- [PROVIDED MATERIAL]:

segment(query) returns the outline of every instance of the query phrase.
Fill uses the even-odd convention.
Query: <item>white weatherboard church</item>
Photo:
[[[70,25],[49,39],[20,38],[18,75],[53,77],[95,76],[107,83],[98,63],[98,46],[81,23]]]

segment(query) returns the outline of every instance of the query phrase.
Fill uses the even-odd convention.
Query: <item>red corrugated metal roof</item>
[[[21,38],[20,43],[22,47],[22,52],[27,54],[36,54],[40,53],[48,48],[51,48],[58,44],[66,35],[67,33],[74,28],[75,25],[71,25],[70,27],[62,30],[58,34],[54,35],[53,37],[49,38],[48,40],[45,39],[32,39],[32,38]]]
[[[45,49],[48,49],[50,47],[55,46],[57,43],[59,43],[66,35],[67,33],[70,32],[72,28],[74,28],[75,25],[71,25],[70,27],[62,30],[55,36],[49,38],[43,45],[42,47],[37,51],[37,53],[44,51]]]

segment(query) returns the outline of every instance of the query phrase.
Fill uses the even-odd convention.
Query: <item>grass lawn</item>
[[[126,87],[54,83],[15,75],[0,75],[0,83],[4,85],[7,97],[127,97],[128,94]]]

- [EXERCISE REQUIREMENTS]: Render the material above as a JSON list of strings, one string per line, with blank lines left out.

- [FINAL RESULT]:
[
  "segment(query) returns the outline of every instance of the query phrase.",
  "Fill uses the even-odd convention.",
  "Query: <item>white weatherboard church</item>",
  "Photo:",
  "[[[70,25],[49,39],[20,38],[18,75],[53,77],[95,76],[107,83],[98,63],[98,46],[81,23]]]",
  "segment(query) returns the outline of every instance of the query phrase.",
  "Fill uses the even-odd convention.",
  "Query: <item>red corrugated metal roof</item>",
  "[[[21,38],[20,43],[22,47],[22,52],[27,54],[36,54],[40,53],[48,48],[51,48],[58,44],[66,35],[67,33],[74,28],[75,25],[71,25],[70,27],[62,30],[58,34],[54,35],[53,37],[49,38],[48,40],[45,39],[32,39],[32,38]]]",
  "[[[45,49],[48,49],[50,47],[55,46],[57,43],[59,43],[66,35],[67,33],[70,32],[72,28],[74,28],[75,25],[71,25],[70,27],[62,30],[55,36],[49,38],[43,45],[42,47],[37,51],[37,53],[44,51]]]",
  "segment(query) returns the outline of every instance of the query phrase.",
  "Fill uses the even-odd convention.",
  "Query: <item>grass lawn</item>",
  "[[[126,87],[54,83],[15,75],[0,75],[0,83],[4,85],[7,97],[127,97],[128,94]]]"
]